• Problem requirements:
Copy every line of the entries below word for word, leaving out the pictures.
********************
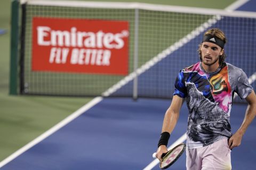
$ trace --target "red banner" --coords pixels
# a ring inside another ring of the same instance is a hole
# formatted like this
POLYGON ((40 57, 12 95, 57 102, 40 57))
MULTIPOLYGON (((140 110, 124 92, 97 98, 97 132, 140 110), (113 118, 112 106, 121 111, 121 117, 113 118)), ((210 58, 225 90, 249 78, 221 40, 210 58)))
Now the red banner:
POLYGON ((32 71, 126 75, 129 23, 33 20, 32 71))

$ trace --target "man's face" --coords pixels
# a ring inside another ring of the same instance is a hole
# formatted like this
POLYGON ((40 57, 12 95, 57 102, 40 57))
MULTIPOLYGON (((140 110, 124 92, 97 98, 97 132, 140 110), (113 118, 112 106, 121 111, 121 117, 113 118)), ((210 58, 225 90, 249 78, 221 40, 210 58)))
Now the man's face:
POLYGON ((219 56, 223 54, 223 50, 220 46, 212 42, 203 42, 201 49, 203 64, 209 66, 219 64, 219 56))

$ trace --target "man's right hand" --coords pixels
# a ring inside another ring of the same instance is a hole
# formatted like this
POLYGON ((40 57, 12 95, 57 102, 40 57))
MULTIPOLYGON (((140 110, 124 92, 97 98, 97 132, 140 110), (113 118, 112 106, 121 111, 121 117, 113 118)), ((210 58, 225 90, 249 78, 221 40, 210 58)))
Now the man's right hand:
POLYGON ((156 151, 156 157, 161 162, 162 161, 162 155, 163 154, 166 153, 167 151, 168 150, 166 147, 165 145, 161 145, 156 151))

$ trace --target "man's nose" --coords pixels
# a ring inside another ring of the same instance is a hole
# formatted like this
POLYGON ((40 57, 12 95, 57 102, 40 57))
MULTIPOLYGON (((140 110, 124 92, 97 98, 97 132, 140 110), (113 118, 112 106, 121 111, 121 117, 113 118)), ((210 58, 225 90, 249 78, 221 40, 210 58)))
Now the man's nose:
POLYGON ((211 49, 207 49, 206 50, 206 54, 210 55, 211 54, 211 49))

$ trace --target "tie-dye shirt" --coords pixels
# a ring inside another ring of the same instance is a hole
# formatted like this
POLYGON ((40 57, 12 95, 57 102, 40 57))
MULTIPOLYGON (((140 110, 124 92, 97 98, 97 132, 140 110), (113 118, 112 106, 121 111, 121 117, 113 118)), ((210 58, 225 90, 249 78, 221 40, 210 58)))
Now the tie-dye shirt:
POLYGON ((180 71, 174 95, 187 98, 187 147, 204 147, 231 136, 230 114, 234 92, 242 98, 252 90, 241 69, 224 63, 207 73, 198 62, 180 71))

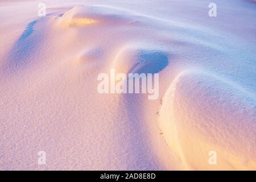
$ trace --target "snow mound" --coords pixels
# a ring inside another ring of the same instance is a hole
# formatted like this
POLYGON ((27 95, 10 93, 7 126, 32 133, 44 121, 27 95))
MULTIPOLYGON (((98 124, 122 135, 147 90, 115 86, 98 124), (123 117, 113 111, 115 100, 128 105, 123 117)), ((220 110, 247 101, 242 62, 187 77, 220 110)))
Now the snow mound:
POLYGON ((126 16, 106 11, 105 9, 102 10, 98 7, 76 6, 61 16, 56 16, 56 24, 62 27, 73 27, 93 24, 100 26, 130 23, 131 20, 126 16))
POLYGON ((159 125, 188 169, 255 169, 255 107, 253 95, 236 83, 185 71, 164 94, 159 125), (211 154, 216 165, 209 162, 211 154))
POLYGON ((126 46, 117 55, 113 67, 118 73, 156 73, 168 64, 167 55, 156 51, 136 46, 126 46))

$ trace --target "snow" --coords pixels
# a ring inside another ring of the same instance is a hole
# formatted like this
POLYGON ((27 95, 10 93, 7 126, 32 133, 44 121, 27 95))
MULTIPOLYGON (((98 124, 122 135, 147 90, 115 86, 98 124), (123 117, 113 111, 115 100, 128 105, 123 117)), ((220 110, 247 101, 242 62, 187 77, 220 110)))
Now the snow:
POLYGON ((0 2, 0 169, 255 169, 255 2, 0 2), (100 94, 112 68, 159 98, 100 94))

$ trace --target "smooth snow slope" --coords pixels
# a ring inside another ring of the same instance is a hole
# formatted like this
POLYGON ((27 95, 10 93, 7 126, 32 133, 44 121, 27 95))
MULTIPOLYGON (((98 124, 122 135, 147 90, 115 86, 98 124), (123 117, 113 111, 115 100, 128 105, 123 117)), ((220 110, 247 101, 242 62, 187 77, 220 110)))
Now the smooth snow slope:
POLYGON ((255 169, 255 2, 0 2, 0 169, 255 169), (159 98, 100 94, 111 68, 159 98))

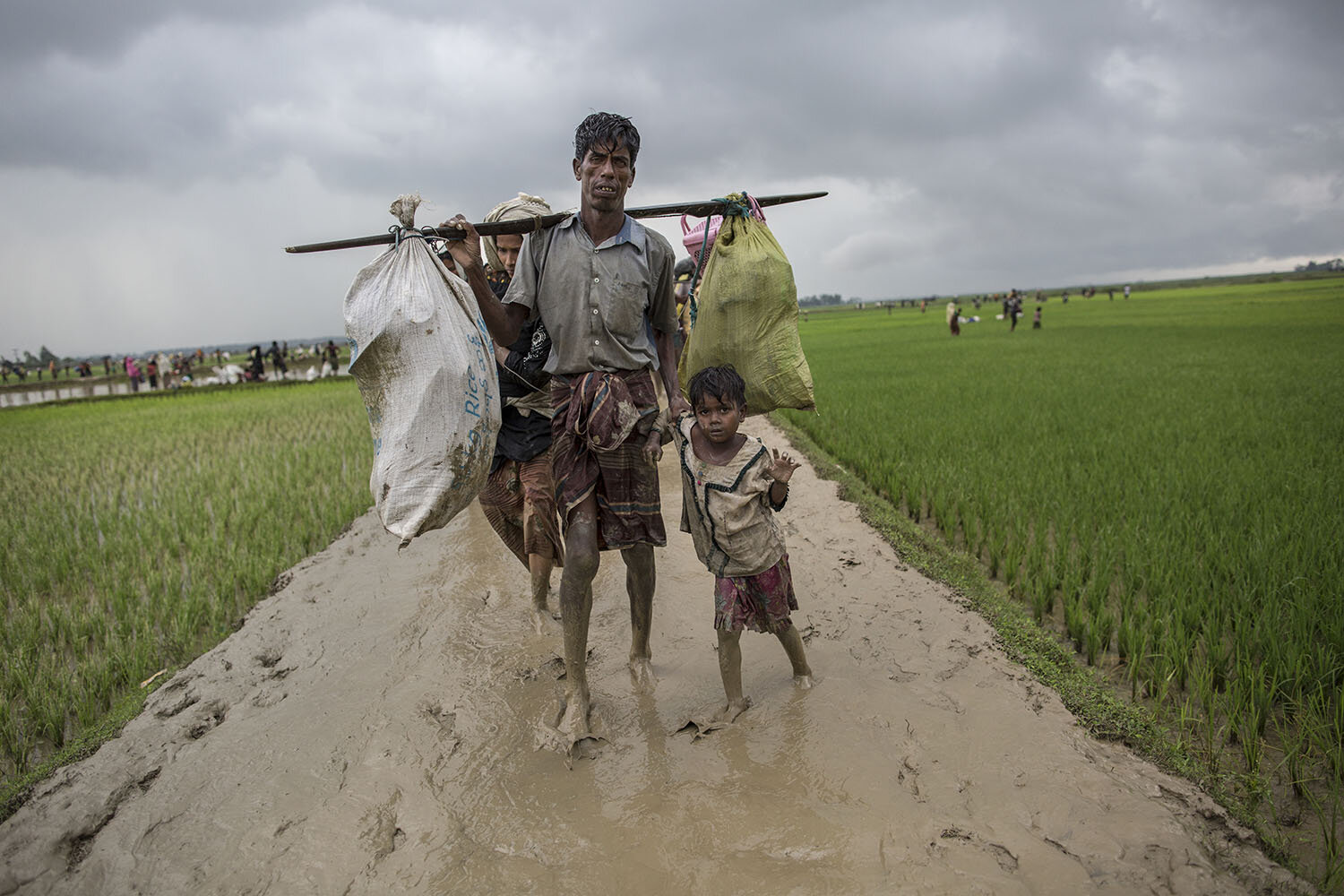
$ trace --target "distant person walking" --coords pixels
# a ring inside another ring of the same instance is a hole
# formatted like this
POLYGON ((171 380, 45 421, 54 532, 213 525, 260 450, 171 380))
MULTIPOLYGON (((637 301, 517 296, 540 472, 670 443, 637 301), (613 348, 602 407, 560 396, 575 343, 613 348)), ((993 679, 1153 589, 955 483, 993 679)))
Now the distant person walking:
POLYGON ((140 391, 140 376, 141 376, 140 375, 140 365, 136 364, 136 359, 130 357, 129 355, 126 355, 125 365, 126 365, 126 379, 130 380, 130 391, 132 392, 138 392, 140 391))
POLYGON ((276 379, 285 379, 285 373, 289 372, 289 367, 285 364, 285 352, 281 351, 280 344, 276 343, 276 340, 270 340, 270 348, 266 349, 266 357, 269 357, 270 363, 276 365, 276 379))
MULTIPOLYGON (((487 222, 528 220, 551 214, 540 196, 519 193, 500 203, 487 222)), ((503 300, 517 270, 523 238, 517 234, 484 236, 488 270, 485 282, 503 300)), ((554 626, 546 598, 551 590, 551 570, 564 566, 564 539, 555 505, 555 478, 551 473, 551 375, 543 368, 551 357, 551 336, 540 317, 526 321, 511 345, 496 345, 495 360, 500 382, 499 439, 491 477, 477 496, 485 520, 504 545, 532 576, 532 626, 544 634, 554 626)))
********************
• Answer for the task:
$ trace --target "red banner" --coords pixels
# a ring inside another ring of the same instance is a hole
# formatted like this
POLYGON ((40 57, 12 95, 57 102, 40 57))
MULTIPOLYGON (((140 110, 124 92, 97 98, 97 132, 140 110), (113 118, 112 106, 121 111, 121 117, 113 118)), ((210 58, 225 90, 249 78, 221 40, 210 58)))
Now the red banner:
POLYGON ((32 71, 126 75, 129 23, 33 20, 32 71))

$ trace --target "man's face" --coords pixels
# a ring inside another ring of the same instance is a hole
# formatted like this
POLYGON ((40 57, 12 95, 57 102, 40 57))
MULTIPOLYGON (((140 110, 124 92, 97 98, 97 132, 140 110), (113 118, 112 106, 121 111, 121 117, 113 118)), ((210 58, 225 90, 249 78, 221 40, 210 58)))
Now the man's face:
POLYGON ((219 56, 223 54, 223 50, 220 46, 212 42, 203 42, 201 49, 203 64, 209 66, 219 64, 219 56))

$ trace --target "man's right hand" --coords pixels
# a ring inside another ring of the same instance is a hole
# formatted like this
POLYGON ((40 57, 12 95, 57 102, 40 57))
MULTIPOLYGON (((140 110, 124 92, 97 98, 97 132, 140 110), (113 118, 112 106, 121 111, 121 117, 113 118)), ((210 58, 225 90, 249 78, 221 40, 210 58)))
Now the man's right hand:
POLYGON ((156 151, 156 157, 161 162, 162 161, 162 155, 163 154, 166 153, 167 151, 168 150, 166 147, 165 145, 161 145, 156 151))

$ trace --target "man's nose" --coords pixels
# a ring inside another ring of the same instance is a hole
# formatted like this
POLYGON ((40 57, 12 95, 57 102, 40 57))
MULTIPOLYGON (((140 110, 124 92, 97 98, 97 132, 140 110), (113 118, 112 106, 121 111, 121 117, 113 118)), ((210 58, 225 90, 249 78, 221 40, 210 58)))
Now the man's nose:
POLYGON ((211 49, 207 49, 206 50, 206 54, 210 55, 211 54, 211 49))

$ trace --target "tie-dye shirt" --coords pixels
# a ring inside another ring of the same instance is a hole
# formatted like this
POLYGON ((40 57, 12 95, 57 102, 40 57))
MULTIPOLYGON (((140 110, 124 92, 97 98, 97 132, 140 110), (113 118, 112 106, 121 111, 121 117, 113 118)), ((210 58, 225 90, 249 78, 221 40, 210 58)))
Now the tie-dye shirt:
POLYGON ((180 71, 174 95, 187 98, 187 147, 204 147, 231 136, 230 114, 234 92, 242 98, 252 90, 241 69, 224 63, 207 73, 198 62, 180 71))

$ trace --target "snow mound" --coords pixels
# a ring inside another ring of the same instance is a hole
# formatted like this
POLYGON ((27 95, 10 93, 7 126, 32 133, 44 121, 27 95))
MULTIPOLYGON (((98 124, 122 135, 147 90, 115 86, 98 124), (123 117, 113 111, 115 100, 128 105, 123 117)), ((220 110, 247 101, 242 62, 187 77, 220 110)))
Now the snow mound:
POLYGON ((126 16, 106 11, 105 9, 102 10, 98 7, 76 6, 61 16, 56 16, 56 24, 62 27, 73 27, 93 24, 100 26, 130 23, 131 20, 126 16))
POLYGON ((159 125, 188 169, 255 169, 255 107, 253 95, 236 83, 185 71, 164 94, 159 125), (211 154, 216 165, 209 162, 211 154))
POLYGON ((126 46, 117 55, 113 67, 118 73, 156 73, 168 64, 167 55, 156 51, 136 46, 126 46))

$ trace --target "snow" --coords pixels
# a ring inside another ring of the same instance is a hole
# formatted like this
POLYGON ((27 95, 10 93, 7 126, 32 133, 44 121, 27 95))
MULTIPOLYGON (((98 124, 122 135, 147 90, 115 86, 98 124), (123 117, 113 111, 115 100, 128 105, 123 117)), ((220 110, 247 101, 242 62, 187 77, 220 110)))
Now the snow:
POLYGON ((0 2, 0 169, 255 169, 255 2, 0 2), (100 94, 112 68, 159 98, 100 94))

$ trace --target "smooth snow slope" --coords pixels
# a ring inside another ring of the same instance is a hole
# formatted like this
POLYGON ((27 95, 10 93, 7 126, 32 133, 44 121, 27 95))
MULTIPOLYGON (((98 124, 122 135, 147 90, 115 86, 98 124), (123 117, 113 111, 115 100, 128 105, 123 117)), ((220 110, 247 101, 242 62, 187 77, 220 110)))
Now the smooth snow slope:
POLYGON ((255 169, 255 2, 0 2, 0 169, 255 169), (159 98, 100 94, 111 68, 159 98))

$ trace --target "distant person walking" --coords pixels
# a ring inside another ring of the same instance is a hole
# formatted like this
POLYGON ((171 380, 45 421, 54 532, 213 525, 260 450, 171 380))
MULTIPOLYGON (((637 301, 517 296, 540 472, 670 443, 637 301), (613 348, 602 407, 560 396, 575 343, 613 348)), ((993 679, 1153 589, 955 483, 993 679)))
Now the distant person walking:
POLYGON ((140 391, 140 376, 141 376, 140 375, 140 365, 136 364, 136 359, 130 357, 129 355, 126 355, 125 365, 126 365, 126 379, 130 380, 130 391, 132 392, 138 392, 140 391))
POLYGON ((276 379, 285 379, 285 373, 289 372, 289 367, 285 364, 285 352, 281 351, 280 344, 276 343, 276 340, 270 340, 270 348, 266 349, 266 357, 269 357, 270 363, 276 365, 276 379))
MULTIPOLYGON (((487 222, 528 220, 551 214, 540 196, 519 193, 500 203, 487 222)), ((503 300, 517 270, 523 238, 517 234, 484 236, 488 270, 485 282, 503 300)), ((554 626, 546 598, 551 590, 551 570, 564 566, 564 539, 555 505, 555 478, 551 473, 551 375, 543 368, 551 357, 551 336, 540 317, 526 321, 511 345, 496 345, 495 360, 500 382, 499 439, 491 477, 477 496, 485 520, 504 545, 532 576, 532 626, 544 634, 554 626)))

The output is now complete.